◆ **Excerpted data**:
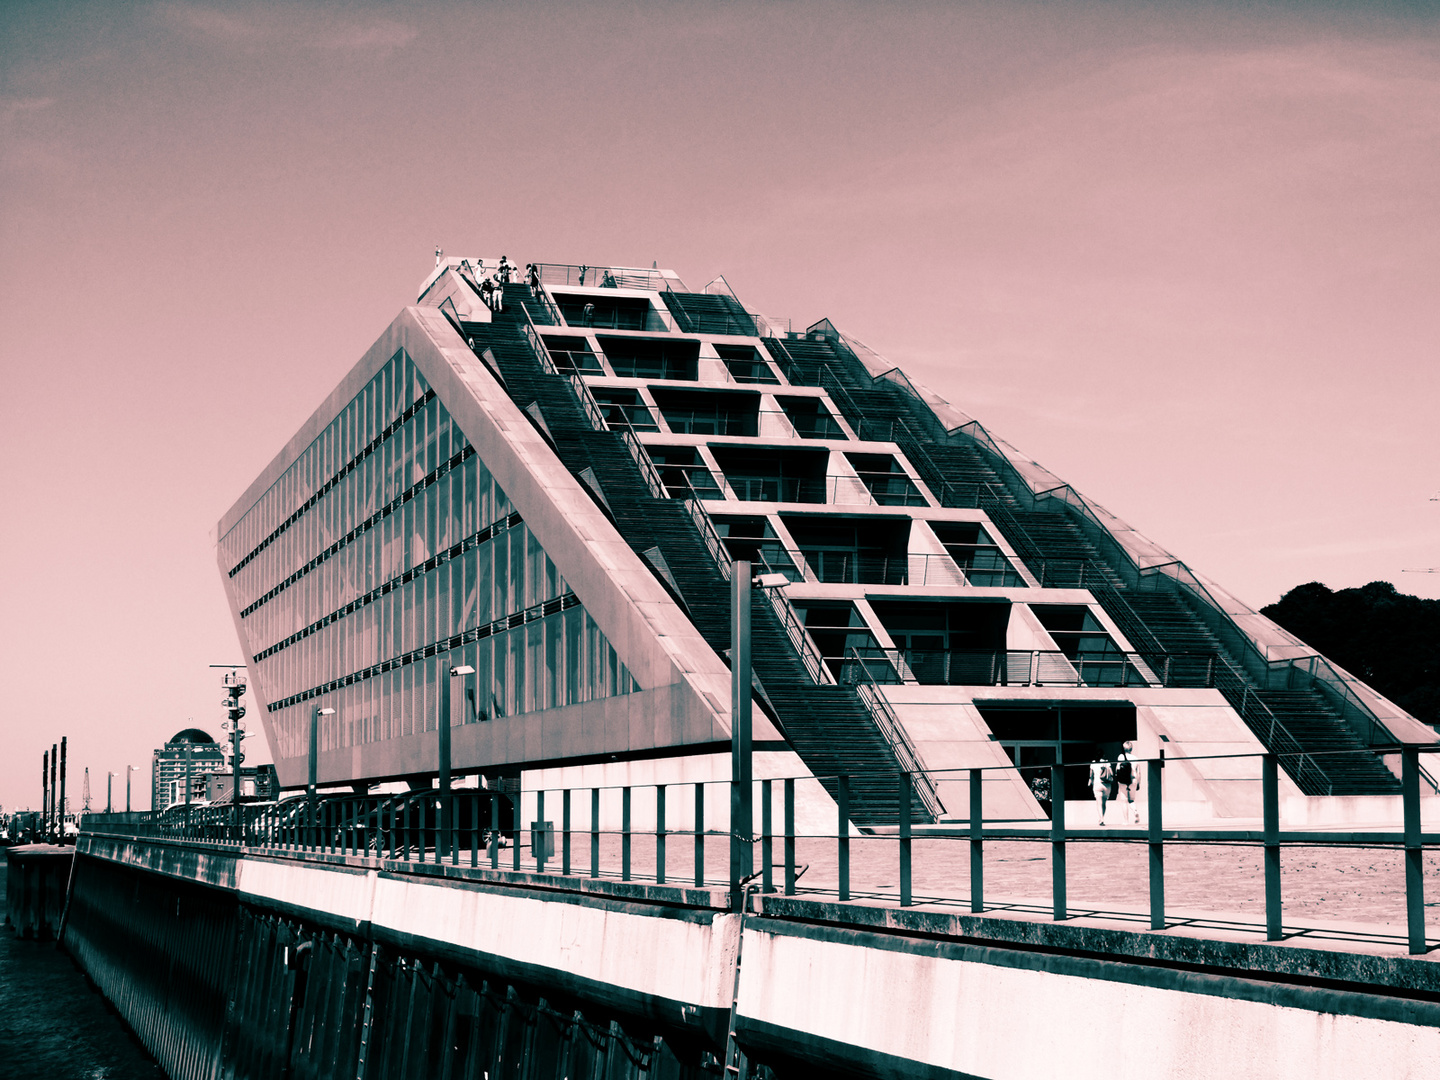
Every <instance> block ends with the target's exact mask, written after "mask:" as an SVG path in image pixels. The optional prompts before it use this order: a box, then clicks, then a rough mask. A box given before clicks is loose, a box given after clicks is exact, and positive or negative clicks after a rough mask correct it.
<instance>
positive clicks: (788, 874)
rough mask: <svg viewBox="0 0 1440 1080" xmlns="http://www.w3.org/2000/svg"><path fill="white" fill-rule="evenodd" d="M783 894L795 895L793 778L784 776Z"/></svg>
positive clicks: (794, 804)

==

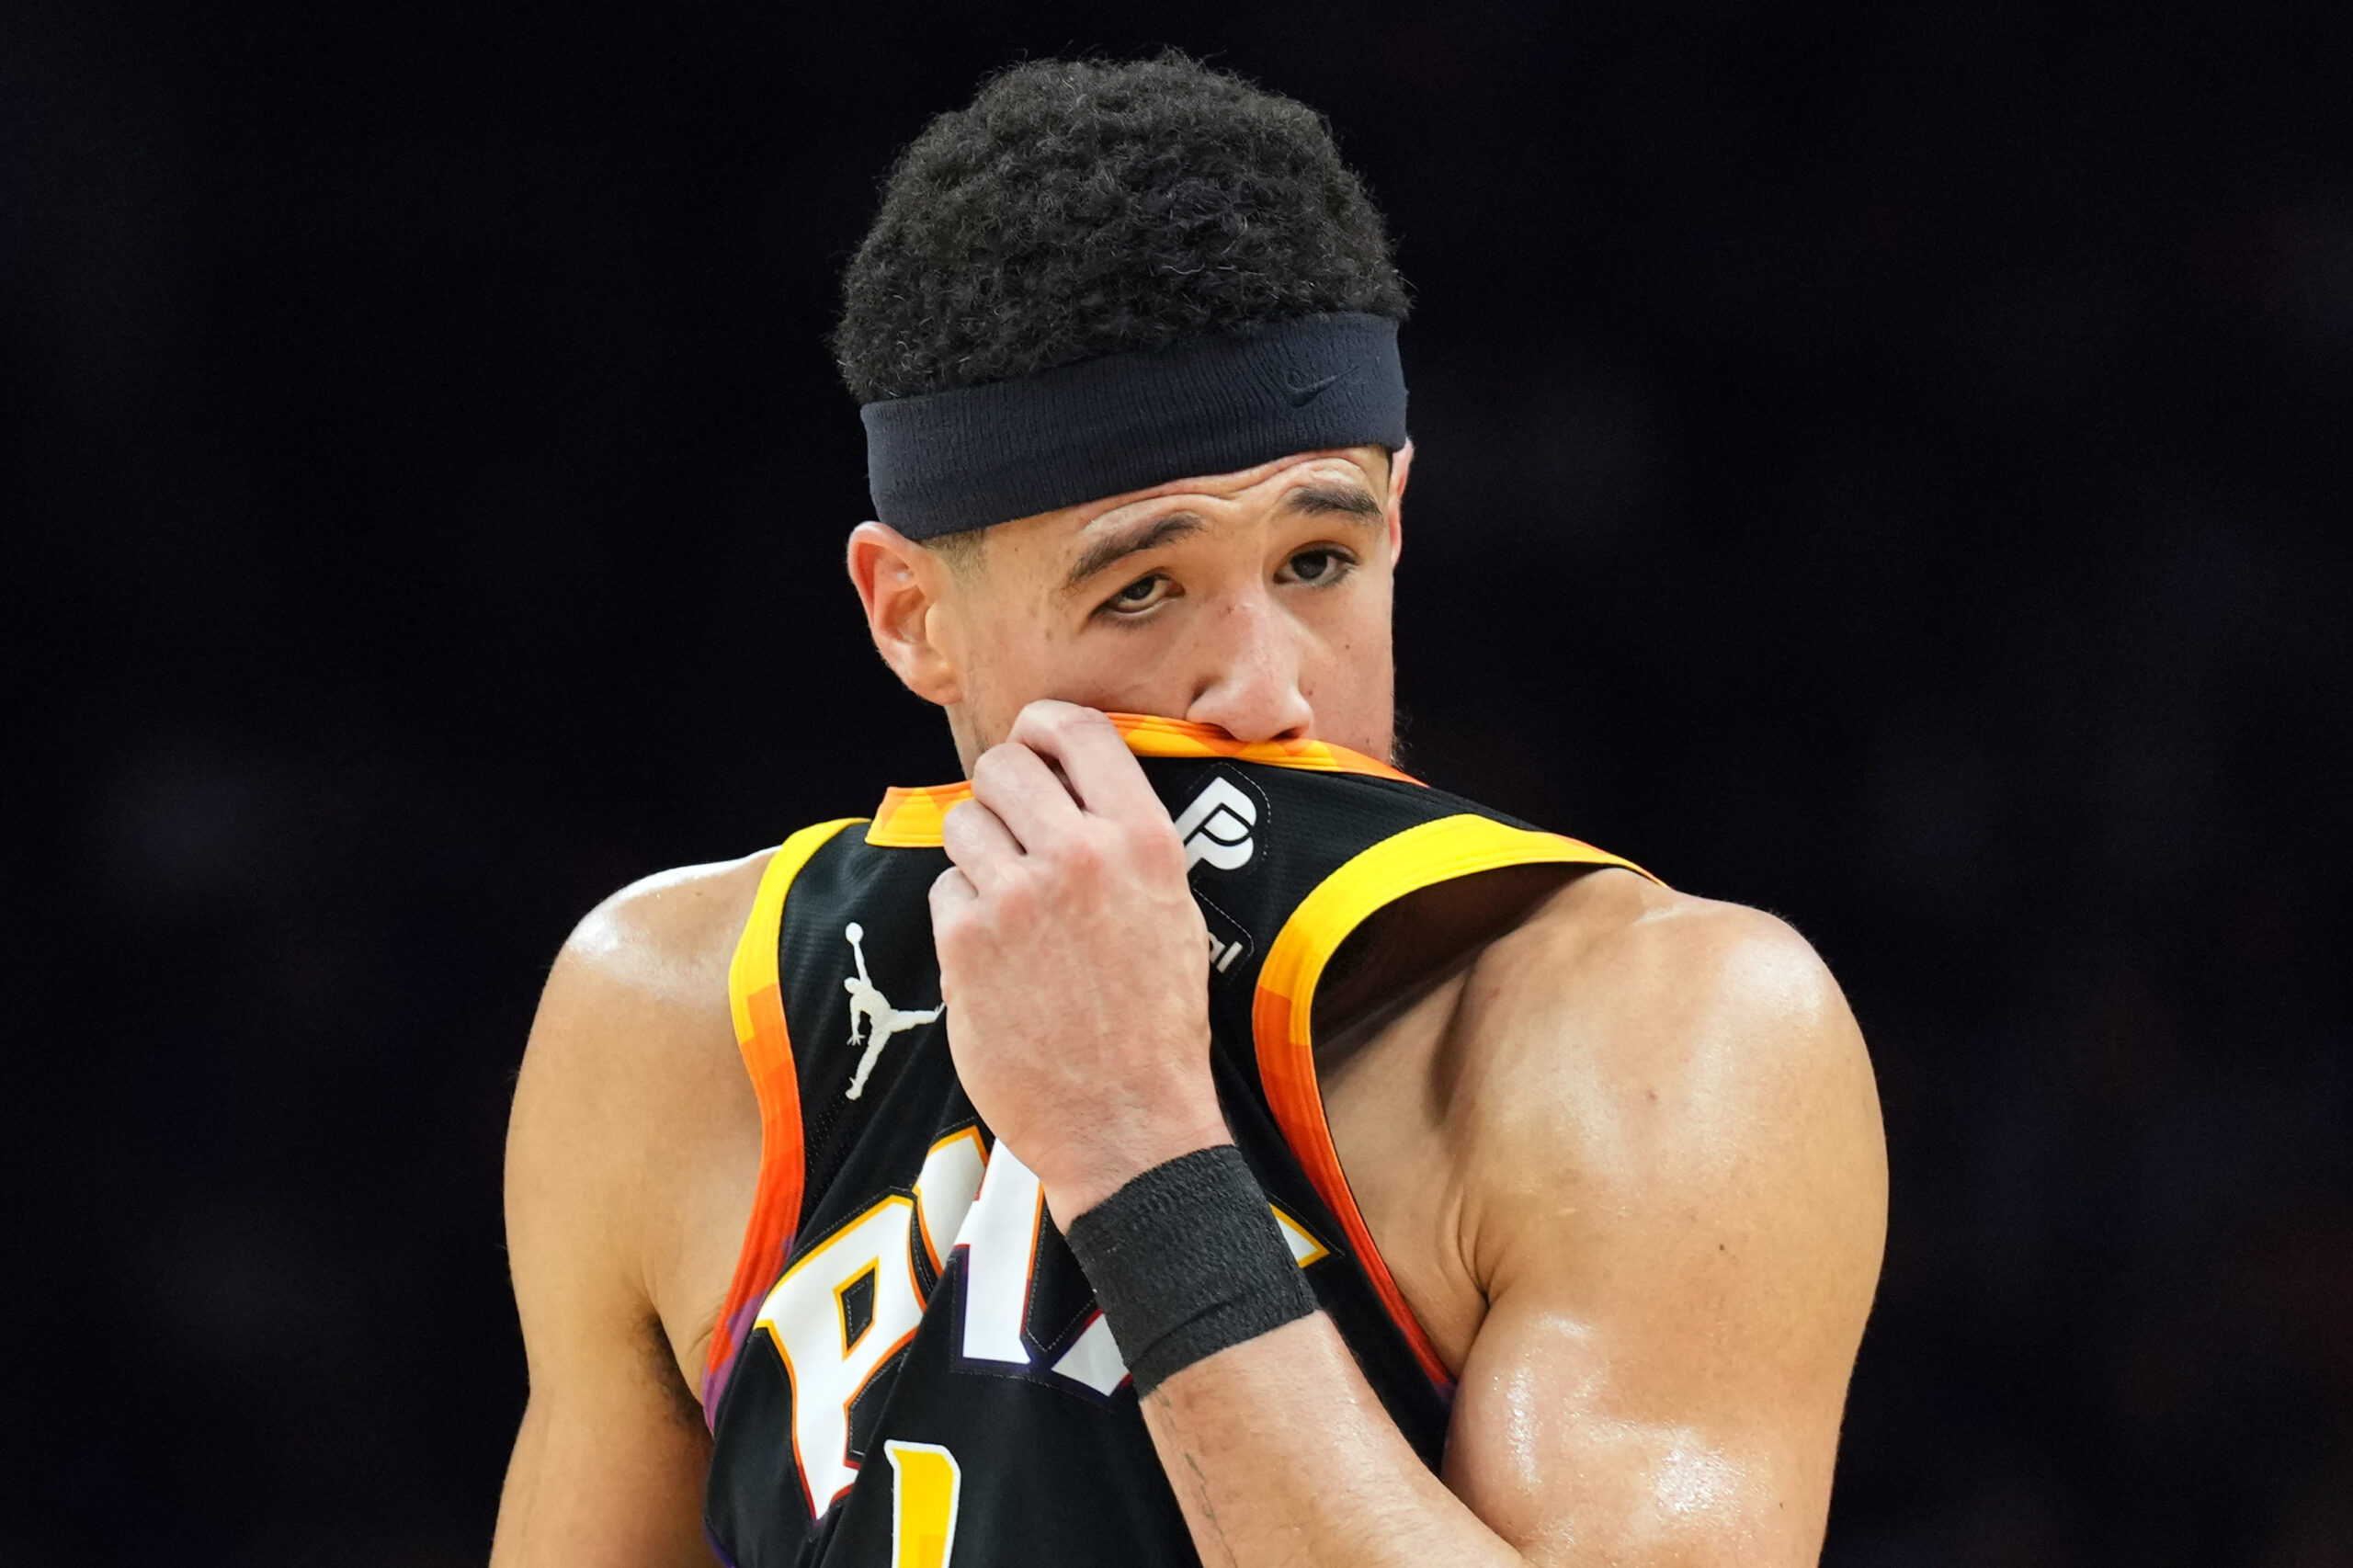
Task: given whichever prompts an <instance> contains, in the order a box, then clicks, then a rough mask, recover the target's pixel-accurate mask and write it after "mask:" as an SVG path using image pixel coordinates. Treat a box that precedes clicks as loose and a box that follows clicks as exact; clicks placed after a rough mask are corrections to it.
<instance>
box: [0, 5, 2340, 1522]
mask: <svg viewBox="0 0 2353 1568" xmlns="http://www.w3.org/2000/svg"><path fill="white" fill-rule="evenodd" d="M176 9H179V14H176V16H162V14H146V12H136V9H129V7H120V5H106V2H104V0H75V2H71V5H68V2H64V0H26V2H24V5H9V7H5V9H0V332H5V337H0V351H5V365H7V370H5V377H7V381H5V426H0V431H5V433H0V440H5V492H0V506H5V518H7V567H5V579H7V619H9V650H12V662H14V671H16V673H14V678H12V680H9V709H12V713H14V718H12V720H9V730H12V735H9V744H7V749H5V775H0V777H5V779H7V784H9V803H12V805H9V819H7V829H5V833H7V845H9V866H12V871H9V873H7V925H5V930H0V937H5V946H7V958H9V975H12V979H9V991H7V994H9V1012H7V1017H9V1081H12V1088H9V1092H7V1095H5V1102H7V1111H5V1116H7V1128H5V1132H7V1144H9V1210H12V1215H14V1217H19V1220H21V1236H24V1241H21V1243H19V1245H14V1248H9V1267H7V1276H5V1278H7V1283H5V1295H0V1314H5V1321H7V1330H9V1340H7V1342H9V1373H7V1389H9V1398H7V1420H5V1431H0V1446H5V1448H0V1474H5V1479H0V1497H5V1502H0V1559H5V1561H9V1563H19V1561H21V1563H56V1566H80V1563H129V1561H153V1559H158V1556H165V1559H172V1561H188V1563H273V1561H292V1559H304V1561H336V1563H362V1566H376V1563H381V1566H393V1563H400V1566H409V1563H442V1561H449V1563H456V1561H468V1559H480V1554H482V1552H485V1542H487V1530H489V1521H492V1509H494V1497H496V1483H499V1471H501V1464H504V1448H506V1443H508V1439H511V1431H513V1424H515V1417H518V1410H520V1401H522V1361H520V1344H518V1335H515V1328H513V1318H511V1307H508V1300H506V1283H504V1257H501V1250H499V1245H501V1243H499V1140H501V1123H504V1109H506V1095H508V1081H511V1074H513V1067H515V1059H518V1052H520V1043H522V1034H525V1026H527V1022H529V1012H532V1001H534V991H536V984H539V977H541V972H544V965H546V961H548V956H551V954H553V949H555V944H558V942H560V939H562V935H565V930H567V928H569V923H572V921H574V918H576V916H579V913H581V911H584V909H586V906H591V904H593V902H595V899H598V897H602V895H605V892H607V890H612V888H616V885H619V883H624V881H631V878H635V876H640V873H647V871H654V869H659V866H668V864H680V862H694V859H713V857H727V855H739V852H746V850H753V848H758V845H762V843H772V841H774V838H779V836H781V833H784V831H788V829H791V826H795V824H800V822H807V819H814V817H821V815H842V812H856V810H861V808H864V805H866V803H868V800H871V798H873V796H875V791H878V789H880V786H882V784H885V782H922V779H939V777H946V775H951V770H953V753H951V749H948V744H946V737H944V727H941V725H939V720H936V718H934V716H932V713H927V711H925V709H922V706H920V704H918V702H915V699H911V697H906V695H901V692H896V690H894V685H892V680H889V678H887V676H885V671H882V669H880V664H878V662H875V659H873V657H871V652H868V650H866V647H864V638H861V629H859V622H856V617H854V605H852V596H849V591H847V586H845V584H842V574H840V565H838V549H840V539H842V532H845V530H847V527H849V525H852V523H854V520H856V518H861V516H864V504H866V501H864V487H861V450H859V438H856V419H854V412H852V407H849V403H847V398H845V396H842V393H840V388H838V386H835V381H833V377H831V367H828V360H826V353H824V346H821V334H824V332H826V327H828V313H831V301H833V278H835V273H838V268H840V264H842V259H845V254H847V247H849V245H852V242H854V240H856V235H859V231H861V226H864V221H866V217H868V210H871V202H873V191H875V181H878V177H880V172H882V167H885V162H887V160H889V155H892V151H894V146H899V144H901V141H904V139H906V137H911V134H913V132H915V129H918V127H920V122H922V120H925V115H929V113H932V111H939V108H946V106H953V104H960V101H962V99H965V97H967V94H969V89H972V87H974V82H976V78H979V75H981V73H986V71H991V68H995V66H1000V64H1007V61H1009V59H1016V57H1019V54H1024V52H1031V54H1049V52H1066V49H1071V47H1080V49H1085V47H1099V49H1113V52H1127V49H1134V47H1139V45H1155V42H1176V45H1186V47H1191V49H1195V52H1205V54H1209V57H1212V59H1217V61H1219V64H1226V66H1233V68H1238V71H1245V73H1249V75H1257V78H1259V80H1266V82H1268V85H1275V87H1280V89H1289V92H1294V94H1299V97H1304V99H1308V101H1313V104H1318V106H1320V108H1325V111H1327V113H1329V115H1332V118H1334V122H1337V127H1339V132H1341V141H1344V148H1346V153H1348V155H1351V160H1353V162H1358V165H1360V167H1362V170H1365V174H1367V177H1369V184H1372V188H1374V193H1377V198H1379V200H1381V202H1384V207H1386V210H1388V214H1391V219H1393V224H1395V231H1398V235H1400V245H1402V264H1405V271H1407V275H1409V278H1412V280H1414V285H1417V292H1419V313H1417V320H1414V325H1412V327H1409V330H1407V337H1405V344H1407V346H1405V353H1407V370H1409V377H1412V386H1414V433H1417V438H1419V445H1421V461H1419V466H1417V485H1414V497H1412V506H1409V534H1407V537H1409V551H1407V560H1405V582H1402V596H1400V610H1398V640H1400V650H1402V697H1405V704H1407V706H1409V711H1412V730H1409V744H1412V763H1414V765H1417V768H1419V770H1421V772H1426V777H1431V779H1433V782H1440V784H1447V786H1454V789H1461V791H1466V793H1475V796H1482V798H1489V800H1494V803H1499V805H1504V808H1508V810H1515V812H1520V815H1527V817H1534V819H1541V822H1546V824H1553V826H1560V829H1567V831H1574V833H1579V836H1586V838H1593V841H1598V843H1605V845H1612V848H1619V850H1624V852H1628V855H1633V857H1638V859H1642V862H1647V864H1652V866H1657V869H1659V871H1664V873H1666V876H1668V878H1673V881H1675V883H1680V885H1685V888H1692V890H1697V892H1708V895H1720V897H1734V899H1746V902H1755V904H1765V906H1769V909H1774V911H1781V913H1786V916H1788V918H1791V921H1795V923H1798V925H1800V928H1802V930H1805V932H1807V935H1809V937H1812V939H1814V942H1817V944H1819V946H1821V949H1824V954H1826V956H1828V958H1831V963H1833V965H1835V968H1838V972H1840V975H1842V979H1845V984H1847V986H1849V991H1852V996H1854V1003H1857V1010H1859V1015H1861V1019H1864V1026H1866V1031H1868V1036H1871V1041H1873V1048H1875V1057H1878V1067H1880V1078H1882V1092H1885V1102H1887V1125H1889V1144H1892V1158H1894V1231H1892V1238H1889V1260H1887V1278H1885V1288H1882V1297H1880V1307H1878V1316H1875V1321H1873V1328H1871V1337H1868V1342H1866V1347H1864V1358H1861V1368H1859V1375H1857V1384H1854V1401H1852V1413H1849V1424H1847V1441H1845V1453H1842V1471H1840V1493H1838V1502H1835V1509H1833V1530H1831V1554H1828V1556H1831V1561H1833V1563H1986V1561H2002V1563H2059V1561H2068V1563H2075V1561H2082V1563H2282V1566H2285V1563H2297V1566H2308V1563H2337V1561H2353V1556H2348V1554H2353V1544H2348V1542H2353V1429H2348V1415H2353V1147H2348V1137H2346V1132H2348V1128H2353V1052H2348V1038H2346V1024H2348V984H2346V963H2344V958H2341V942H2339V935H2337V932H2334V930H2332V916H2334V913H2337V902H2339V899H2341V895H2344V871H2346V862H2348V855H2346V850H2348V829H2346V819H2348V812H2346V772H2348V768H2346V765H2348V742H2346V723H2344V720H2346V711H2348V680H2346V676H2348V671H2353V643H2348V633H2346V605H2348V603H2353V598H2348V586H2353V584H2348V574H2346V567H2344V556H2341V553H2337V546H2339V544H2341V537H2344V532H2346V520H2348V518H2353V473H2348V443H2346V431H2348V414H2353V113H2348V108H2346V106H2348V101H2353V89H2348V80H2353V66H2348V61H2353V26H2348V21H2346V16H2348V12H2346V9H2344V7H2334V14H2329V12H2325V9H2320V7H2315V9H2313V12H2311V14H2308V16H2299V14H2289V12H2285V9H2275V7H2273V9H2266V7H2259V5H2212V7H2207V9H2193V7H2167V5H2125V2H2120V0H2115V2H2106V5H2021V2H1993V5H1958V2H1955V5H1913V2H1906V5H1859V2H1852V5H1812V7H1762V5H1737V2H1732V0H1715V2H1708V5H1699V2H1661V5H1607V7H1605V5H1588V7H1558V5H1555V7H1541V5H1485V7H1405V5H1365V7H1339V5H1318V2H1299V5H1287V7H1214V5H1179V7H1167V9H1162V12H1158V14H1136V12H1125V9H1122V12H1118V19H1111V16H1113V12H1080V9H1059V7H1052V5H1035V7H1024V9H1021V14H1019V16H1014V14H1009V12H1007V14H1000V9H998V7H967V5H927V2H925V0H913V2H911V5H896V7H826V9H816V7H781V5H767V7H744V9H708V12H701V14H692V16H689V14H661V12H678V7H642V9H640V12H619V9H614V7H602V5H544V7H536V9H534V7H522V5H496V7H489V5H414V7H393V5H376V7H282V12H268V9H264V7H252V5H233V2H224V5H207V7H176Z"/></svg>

◆ **Work task**: Repeat everything from the line that contains "Every <instance> block" down to the line that contains "positive clicks: (794, 804)", both included, reproducing each line verbatim.

◆ **Output for this task**:
Every <instance> block ends with the target's exact mask, written after "mask:" as an SVG path in image pixels. The optional prompts before it use this order: a box, then clicks, then a rough mask. A box given before clicks is loose, a box given after clicks is exact, and positive or negative clicks after a rough mask correct it.
<instance>
positive clicks: (788, 874)
rough mask: <svg viewBox="0 0 1440 1080" xmlns="http://www.w3.org/2000/svg"><path fill="white" fill-rule="evenodd" d="M783 894L795 895L793 778L784 776Z"/></svg>
positive clicks: (794, 804)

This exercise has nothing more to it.